WHAT NEEDS TO BE DONE: Write what comes next in the forum reply about the anvi'o bug with single-genome clusters, picking up right after its last line.

EXTRACT PROVIDED:
•••••
Hi @natalia-rodilla,
Thank you very much for the detailed report and the test case. I was able to reproduce your error on my system.
As you have discerned already, it seems to be a bug that happens only when there is a single genome in a given cluster. This is where it is failing in the genomesimilarity.py
code:
if len(cluster) == 1:
return cluster[0]
The problem is that the pick_representative_with_largest_Qscore()
function (in which this code is), seems to expect that the cluster
variable is a list, when in fact it is a set.
The very simple fix was to cast cluster
to a list before trying to extract the sole element, which I implemented in commit fbc6cf3 .
This is the output I get on your test set after running with the fixed code in the development branch of anvi'o:
Run mode .....................................: fastANI
CITATION
===============================================
Anvi'o will use 'fastANI' by Jain et al. (DOI: 10.1038/s41467-018-07641-9) to
compute ANI. If you publish your findings, please do not forget to properly
credit their work.
•••••
MATERIAL PROVIDED:
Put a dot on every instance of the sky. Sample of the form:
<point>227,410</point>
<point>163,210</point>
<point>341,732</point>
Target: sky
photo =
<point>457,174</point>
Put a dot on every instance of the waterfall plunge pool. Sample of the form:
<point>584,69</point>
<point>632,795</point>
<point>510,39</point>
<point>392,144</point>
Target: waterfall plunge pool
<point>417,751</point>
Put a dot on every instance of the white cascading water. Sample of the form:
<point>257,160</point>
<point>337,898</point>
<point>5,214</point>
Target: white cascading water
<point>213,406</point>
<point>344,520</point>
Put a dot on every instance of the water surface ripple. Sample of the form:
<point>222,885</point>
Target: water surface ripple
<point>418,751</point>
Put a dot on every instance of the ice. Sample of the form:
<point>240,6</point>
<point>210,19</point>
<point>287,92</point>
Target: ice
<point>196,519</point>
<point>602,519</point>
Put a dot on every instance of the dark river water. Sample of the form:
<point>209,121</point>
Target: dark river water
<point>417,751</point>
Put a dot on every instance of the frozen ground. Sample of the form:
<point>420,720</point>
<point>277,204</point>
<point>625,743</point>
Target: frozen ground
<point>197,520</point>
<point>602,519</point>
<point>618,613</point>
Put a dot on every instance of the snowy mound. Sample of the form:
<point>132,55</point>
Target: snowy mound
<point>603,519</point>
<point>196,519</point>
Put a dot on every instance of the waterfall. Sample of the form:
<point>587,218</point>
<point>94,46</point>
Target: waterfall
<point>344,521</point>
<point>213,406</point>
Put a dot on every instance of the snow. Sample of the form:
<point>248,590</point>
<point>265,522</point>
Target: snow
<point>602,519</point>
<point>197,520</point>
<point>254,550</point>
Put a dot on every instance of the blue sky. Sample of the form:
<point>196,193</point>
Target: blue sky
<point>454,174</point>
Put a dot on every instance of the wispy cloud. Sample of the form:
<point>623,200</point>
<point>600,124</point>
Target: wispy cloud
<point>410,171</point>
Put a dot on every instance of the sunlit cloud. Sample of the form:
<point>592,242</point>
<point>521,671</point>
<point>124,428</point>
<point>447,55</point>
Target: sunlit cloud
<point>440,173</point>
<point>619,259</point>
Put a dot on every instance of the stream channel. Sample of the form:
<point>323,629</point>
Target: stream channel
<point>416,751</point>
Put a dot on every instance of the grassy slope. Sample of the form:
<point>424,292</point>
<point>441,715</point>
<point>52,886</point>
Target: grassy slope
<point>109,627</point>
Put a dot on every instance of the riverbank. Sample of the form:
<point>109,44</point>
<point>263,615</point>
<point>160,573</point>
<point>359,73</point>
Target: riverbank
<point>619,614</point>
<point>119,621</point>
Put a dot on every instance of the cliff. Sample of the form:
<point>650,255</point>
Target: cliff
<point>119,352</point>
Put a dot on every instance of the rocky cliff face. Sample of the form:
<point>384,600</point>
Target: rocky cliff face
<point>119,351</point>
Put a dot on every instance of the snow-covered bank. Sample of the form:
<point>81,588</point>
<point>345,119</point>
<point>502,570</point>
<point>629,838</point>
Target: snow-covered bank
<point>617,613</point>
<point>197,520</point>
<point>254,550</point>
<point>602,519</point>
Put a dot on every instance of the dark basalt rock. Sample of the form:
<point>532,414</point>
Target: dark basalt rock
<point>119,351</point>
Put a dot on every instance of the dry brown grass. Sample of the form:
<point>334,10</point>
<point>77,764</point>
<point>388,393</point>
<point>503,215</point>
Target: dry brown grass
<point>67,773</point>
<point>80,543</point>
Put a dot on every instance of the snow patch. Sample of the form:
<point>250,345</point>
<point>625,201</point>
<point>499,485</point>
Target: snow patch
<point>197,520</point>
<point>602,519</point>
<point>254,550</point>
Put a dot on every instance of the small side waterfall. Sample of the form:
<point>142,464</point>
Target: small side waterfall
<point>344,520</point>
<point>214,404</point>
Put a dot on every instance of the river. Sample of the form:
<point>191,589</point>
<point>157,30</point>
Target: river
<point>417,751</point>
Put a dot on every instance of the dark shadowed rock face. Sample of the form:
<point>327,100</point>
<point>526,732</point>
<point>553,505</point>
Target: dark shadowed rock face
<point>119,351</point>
•••••
ANSWER:
[fastANI] Kmer size ..........................: 16
[fastANI] Fragment length ....................: 3,000
[fastANI] Min fraction of alignment ..........: 0.25
[fastANI] Num threads to use .................: 1
[fastANI] Log file path ......................: /var/folders/nc/7dlw5z2j16q3s14586qddwl8nhxpgh/T/tmpeywzl020
fastANI similarity metric ....................: calculated
Number of genomes considered .................: 7
Number of redundant genomes ..................: 5
Final number of dereplicated genomes .........: 2
ANI RESULTS
===============================================
* Matrix and clustering of 'ani' written to output directory
* Matrix and clustering of 'alignment fraction' written to output directory
* Matrix and clustering of 'mapping fragments' written to output directory
* Matrix and clustering of 'total fragments' written to output directory
* Cleaning up the temp directory (you can use `--debug` if you would like to keep
it for testing purposes)
The similarity scores output gets written, and the resulting representative genomes for each cluster in derep99Q_test10/GENOMES/
are BA_92.fa
and UW8_POB.fa
. :)
So if you were to install anvio-dev
by following the instructions here: https://anvio.org/install/linux/dev/
and pull the latest commits to the repository, you will be able to run this program without this error.